* _Text shown_:
++++++++

The Nigerian Army yesterday failed to present soldiers before a Judicial Commission of Inquiry the Niger State Government set up to investigate an operation that led to the death of 24 persons. The operation was carried out in four communities in Bosso Local Government Area of Niger State on August 4, claiming 24 lives including military officers and property worth of million destroyed.
The state government, thus, set up the commission under the chairmanship of Justice Mohammed Mohammed to find out the immediate and remote causes of the communal conflict, which scores of indigenes injured. The commission had asked the Nigerian Army to present 59 soldiers involved in the operation before it, noting that their testimonies were critical to the assignment it was set up to perform. At the resumed sitting yesterday, counsel to the Nigerian Army, Lt. Col. Michael Ede Elom, said it was impossible to present the soldiers before the commission, citing its implication for national security.
The counsel explained why it was practically impossible to present the soldiers, noting that some of them “have been sent on official assignments within and outside Nigeria which has made their physical presence difficult.” Elom, however, said he was working with the General Officer Commanding, 31 Field Artillery Brigade Nigerian Army, Maj.-Gen. Olarenwaju Jimoh on the possibility of presenting the soldiers before the commission. In his response, the commission’s chairman, urged the Nigerian Army to ensure that the soldiers were brought to testify, emphasising that it “is important that we see and hear from.” Mohammed reminded the army and others appearing before the tribunal that it is a fact-finding panel as such, nobody should be afraid to testify before us.” The tribunal will continue its sitting.

++++++++

* _Records supplied_:
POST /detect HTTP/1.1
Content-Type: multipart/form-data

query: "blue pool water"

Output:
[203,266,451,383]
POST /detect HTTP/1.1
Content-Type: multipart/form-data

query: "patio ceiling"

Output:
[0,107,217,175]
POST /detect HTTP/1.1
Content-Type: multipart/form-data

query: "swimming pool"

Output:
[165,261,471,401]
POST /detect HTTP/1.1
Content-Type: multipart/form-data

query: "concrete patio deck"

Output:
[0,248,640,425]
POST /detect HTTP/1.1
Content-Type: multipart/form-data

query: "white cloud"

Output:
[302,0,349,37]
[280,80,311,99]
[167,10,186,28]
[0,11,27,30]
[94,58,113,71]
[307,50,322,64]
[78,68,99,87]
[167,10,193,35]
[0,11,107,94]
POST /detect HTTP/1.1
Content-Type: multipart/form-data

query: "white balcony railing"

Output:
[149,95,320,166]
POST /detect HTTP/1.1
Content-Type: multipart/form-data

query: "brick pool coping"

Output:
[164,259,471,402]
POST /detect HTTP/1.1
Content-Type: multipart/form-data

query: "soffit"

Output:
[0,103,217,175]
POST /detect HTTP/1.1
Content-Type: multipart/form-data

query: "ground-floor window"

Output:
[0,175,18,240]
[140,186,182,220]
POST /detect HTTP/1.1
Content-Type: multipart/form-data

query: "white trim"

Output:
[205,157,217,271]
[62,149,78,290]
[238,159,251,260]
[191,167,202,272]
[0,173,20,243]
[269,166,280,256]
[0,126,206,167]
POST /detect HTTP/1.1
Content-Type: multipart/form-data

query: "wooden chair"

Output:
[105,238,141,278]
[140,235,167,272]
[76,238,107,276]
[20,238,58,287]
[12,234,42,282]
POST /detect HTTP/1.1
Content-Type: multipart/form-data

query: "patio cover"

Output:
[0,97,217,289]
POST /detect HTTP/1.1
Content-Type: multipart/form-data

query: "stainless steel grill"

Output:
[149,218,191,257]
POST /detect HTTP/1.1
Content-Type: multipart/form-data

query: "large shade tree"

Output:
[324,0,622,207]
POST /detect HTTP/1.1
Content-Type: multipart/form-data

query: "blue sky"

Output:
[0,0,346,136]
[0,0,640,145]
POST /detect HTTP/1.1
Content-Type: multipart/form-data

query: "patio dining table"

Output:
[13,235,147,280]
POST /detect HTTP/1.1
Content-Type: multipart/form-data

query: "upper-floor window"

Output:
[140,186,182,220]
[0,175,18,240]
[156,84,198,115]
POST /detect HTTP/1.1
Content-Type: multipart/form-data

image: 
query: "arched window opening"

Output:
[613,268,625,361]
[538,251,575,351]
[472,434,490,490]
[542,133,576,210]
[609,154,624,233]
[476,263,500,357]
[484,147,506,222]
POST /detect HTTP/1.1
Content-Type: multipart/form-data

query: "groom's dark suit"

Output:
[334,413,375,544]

++++++++

* _Required actions_:
A) In the report on the Niger State inquiry, write out the passage from "The Nigerian Army yesterday" to "of million destroyed.", substituting "villages" for "communities".
B) Answer these questions from the report on the Niger State inquiry.
(i) In which local government area were the four communities where the operation took place?
(ii) How many soldiers did the commission ask the Nigerian Army to present?
(iii) With which officer did the army's counsel say he was working on the possibility of presenting the soldiers?

* _Answers to this exercise_:
A)
The Nigerian Army yesterday failed to present soldiers before a Judicial Commission of Inquiry the Niger State Government set up to investigate an operation that led to the death of 24 persons. The operation was carried out in four villages in Bosso Local Government Area of Niger State on August 4, claiming 24 lives including military officers and property worth of million destroyed.

B)
(i) Bosso Local Government Area of Niger State.
(ii) 59 soldiers.
(iii) Maj.-Gen. Olarenwaju Jimoh, the General Officer Commanding, 31 Field Artillery Brigade Nigerian Army.